>> Begin SUPPLIED MATERIAL

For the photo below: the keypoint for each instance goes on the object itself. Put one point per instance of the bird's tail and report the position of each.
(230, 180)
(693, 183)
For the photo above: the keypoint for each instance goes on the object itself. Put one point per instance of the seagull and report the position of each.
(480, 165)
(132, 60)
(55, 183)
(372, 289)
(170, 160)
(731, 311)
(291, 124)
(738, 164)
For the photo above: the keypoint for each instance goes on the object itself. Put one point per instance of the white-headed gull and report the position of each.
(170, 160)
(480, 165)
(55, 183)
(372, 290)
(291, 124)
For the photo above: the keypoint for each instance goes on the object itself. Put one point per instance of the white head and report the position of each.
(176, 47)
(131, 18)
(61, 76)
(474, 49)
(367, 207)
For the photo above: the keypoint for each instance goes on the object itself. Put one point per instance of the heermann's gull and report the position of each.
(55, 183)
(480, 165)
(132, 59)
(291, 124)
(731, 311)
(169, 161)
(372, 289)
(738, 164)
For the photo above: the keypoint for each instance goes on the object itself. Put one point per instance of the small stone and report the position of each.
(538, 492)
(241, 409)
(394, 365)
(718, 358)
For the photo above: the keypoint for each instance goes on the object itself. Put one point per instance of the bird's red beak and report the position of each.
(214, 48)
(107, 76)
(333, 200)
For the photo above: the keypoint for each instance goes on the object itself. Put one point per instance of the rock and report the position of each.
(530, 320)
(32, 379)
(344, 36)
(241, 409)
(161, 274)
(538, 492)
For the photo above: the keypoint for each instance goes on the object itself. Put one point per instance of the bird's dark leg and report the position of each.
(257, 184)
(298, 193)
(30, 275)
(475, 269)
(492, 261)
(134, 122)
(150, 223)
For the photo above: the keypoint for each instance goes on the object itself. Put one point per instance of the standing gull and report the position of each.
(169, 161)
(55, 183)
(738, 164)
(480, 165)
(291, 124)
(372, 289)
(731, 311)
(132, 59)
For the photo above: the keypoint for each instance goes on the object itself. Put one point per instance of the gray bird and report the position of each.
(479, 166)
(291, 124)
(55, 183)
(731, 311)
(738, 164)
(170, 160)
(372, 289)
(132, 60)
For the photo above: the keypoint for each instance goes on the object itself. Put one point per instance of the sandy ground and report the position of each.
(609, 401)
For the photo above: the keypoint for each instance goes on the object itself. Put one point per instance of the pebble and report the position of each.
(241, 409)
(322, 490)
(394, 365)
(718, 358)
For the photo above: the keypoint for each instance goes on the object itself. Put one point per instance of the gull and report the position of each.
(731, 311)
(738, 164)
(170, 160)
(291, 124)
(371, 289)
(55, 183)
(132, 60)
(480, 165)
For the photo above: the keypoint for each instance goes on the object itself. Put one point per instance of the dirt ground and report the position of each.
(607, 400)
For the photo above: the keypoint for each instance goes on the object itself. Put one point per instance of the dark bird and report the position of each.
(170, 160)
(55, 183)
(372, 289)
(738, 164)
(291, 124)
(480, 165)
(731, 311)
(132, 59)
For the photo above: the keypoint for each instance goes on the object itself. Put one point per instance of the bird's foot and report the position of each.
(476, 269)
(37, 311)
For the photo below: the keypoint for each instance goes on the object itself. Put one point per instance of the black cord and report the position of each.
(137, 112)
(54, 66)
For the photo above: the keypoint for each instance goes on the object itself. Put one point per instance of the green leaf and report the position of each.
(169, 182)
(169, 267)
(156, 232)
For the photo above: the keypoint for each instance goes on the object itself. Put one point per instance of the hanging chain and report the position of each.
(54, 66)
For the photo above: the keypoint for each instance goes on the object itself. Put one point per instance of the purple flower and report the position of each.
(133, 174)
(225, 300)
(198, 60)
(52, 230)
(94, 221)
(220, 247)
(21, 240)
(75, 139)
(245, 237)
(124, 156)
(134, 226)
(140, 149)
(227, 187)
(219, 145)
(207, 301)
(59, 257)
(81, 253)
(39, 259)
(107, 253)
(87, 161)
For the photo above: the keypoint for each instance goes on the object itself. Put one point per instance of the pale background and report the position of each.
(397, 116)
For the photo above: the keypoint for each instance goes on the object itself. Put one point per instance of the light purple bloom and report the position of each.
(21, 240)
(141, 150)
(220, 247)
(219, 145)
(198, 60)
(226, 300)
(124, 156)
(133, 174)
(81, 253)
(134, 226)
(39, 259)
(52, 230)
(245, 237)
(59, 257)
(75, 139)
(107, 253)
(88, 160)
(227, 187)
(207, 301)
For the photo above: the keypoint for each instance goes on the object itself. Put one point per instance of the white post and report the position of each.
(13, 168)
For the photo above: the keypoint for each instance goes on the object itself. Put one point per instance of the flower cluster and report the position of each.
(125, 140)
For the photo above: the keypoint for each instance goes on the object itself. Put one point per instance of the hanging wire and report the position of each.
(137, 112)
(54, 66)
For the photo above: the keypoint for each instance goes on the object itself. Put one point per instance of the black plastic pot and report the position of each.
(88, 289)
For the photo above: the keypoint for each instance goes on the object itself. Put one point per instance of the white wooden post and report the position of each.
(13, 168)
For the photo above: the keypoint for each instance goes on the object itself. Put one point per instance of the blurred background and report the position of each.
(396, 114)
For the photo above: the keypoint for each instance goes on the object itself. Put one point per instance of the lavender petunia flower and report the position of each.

>> End SUPPLIED MATERIAL

SHORT EXERCISE:
Each of the records should be retyped exactly.

TASK OUTPUT:
For the photo below: the keypoint for each instance goes on the object itself. Put one point per instance of the bird's tail and report the position of each.
(230, 180)
(693, 183)
For the photo above: the keypoint for each instance goes on the object itself. Put one point per instance of the seagull and report the position of each.
(480, 165)
(132, 60)
(55, 183)
(372, 289)
(170, 160)
(731, 311)
(291, 124)
(738, 164)
For the photo above: the keypoint for each instance goes on the object itself. Put one point per instance of the white-headed gull and report the position of each.
(170, 160)
(480, 165)
(55, 183)
(372, 290)
(291, 124)
For the photo above: the keypoint for each instance goes on the object itself. Put one point per instance of the white head and report the position of each.
(176, 47)
(131, 18)
(61, 76)
(474, 49)
(367, 207)
For the photo above: the keypoint for each instance goes on the object itself. Put one point per instance of the heermann's gull and report the position of each.
(55, 183)
(480, 165)
(132, 59)
(291, 124)
(731, 311)
(169, 161)
(372, 289)
(738, 164)
For the photo above: the keypoint for each instance goes on the object itself. Put one point per instance of the small stone and report the position of each.
(538, 492)
(241, 409)
(394, 365)
(718, 358)
For the photo above: the keypoint for each instance goes on the object itself. Put one point per instance of the bird's red beak and report the position of each.
(214, 48)
(107, 76)
(333, 200)
For the photo above: the keypoint for each instance goes on the object itself. Put one point per instance of the rock and report the position of each.
(530, 320)
(32, 379)
(344, 36)
(241, 409)
(161, 274)
(538, 492)
For the photo above: the keypoint for each instance goes on the object itself. Put one point per instance of the bird's dark leg and report the position of each.
(257, 184)
(298, 193)
(30, 275)
(475, 269)
(492, 261)
(134, 122)
(150, 223)
For the photo above: the keypoint for each instance goes on the object itself. Put one point per instance of the standing gull and report the position of each.
(169, 161)
(55, 183)
(738, 164)
(480, 165)
(291, 124)
(372, 289)
(731, 311)
(132, 59)
For the photo above: the keypoint for each instance goes on the object itself. Put one point per instance of the gray bird and report the position of each.
(479, 166)
(291, 124)
(55, 183)
(731, 311)
(738, 164)
(170, 160)
(372, 289)
(132, 60)
For the photo above: the keypoint for each instance goes on the object itself. Put one point per instance of the sandy ground and report the position of each.
(609, 401)
For the photo above: the keypoint for each instance goes on the object itself. Put one point per instance of the pebble and report the position of each.
(241, 409)
(322, 490)
(394, 365)
(718, 358)
For the photo above: the keypoint for each instance goes on the object itself. Put one point per instance of the gull and report the position of each.
(731, 311)
(738, 164)
(170, 160)
(291, 124)
(371, 289)
(55, 183)
(132, 60)
(480, 165)
For the photo above: the keypoint for each instance goes on the object itself. Put one point per instance of the dirt ground and report the position of each.
(607, 400)
For the photo above: the keypoint for each instance goes on the object itself. Put one point per instance of the dark bird and report the position of each.
(170, 160)
(55, 183)
(372, 289)
(738, 164)
(291, 124)
(480, 165)
(731, 311)
(132, 59)
For the photo above: the keypoint for each instance goes on the object itself. Put one point per instance of the bird's foot and report the position of each.
(476, 269)
(37, 311)
For the photo below: the keypoint for each instance goes on the object itself. Put one point per instance of the black cord and report the position of each.
(137, 112)
(54, 66)
For the photo above: the keypoint for each instance goes on the object itself. Put one point per instance of the green leaf and report the position of each.
(169, 182)
(169, 267)
(156, 232)
For the photo above: the keypoint for each instance goes on the object itself. Put one point per instance of the hanging chain and report the position of each.
(54, 66)
For the photo above: the keypoint for each instance goes on the object itself. Put one point per instance of the purple flower and report the position of each.
(133, 174)
(225, 300)
(198, 60)
(52, 230)
(94, 221)
(220, 247)
(21, 240)
(75, 139)
(245, 237)
(124, 156)
(134, 226)
(140, 149)
(227, 187)
(219, 145)
(207, 301)
(59, 257)
(81, 253)
(39, 259)
(107, 253)
(87, 161)
For the photo above: the keypoint for each instance goes on the object itself. Put one point per instance of the pale background and report the position of each.
(397, 116)
For the photo above: the keypoint for each instance goes on the object itself. Put one point per instance of the light purple bloom and report the position of each.
(21, 240)
(141, 150)
(220, 247)
(219, 145)
(198, 60)
(226, 300)
(124, 156)
(133, 174)
(81, 253)
(134, 226)
(39, 259)
(52, 230)
(245, 237)
(59, 257)
(75, 139)
(107, 253)
(88, 160)
(227, 187)
(207, 301)
For the photo above: the keypoint for each instance goes on the object itself. Put one point per instance of the white post and report the position of each.
(13, 168)
For the photo above: the keypoint for each instance goes on the object itself. Put one point per instance of the flower cluster and report the position of each.
(125, 140)
For the photo above: the keypoint for each instance goes on the object itself. Put one point per instance of the hanging wire and report the position of each.
(137, 112)
(54, 66)
For the photo above: the keypoint for each instance goes on the object itself. Put one point per instance of the black plastic pot and report the position of each.
(88, 289)
For the photo above: the keypoint for each instance goes on the object itself. Put one point per instance of the white wooden post and report the position of each.
(13, 168)
For the photo above: the keypoint for each instance goes on the object itself. Put one point per instance of the blurred background and report the position of each.
(396, 114)
For the photo above: the keypoint for each instance goes on the object itself. Put one point per instance of the lavender petunia flower and report the position of each.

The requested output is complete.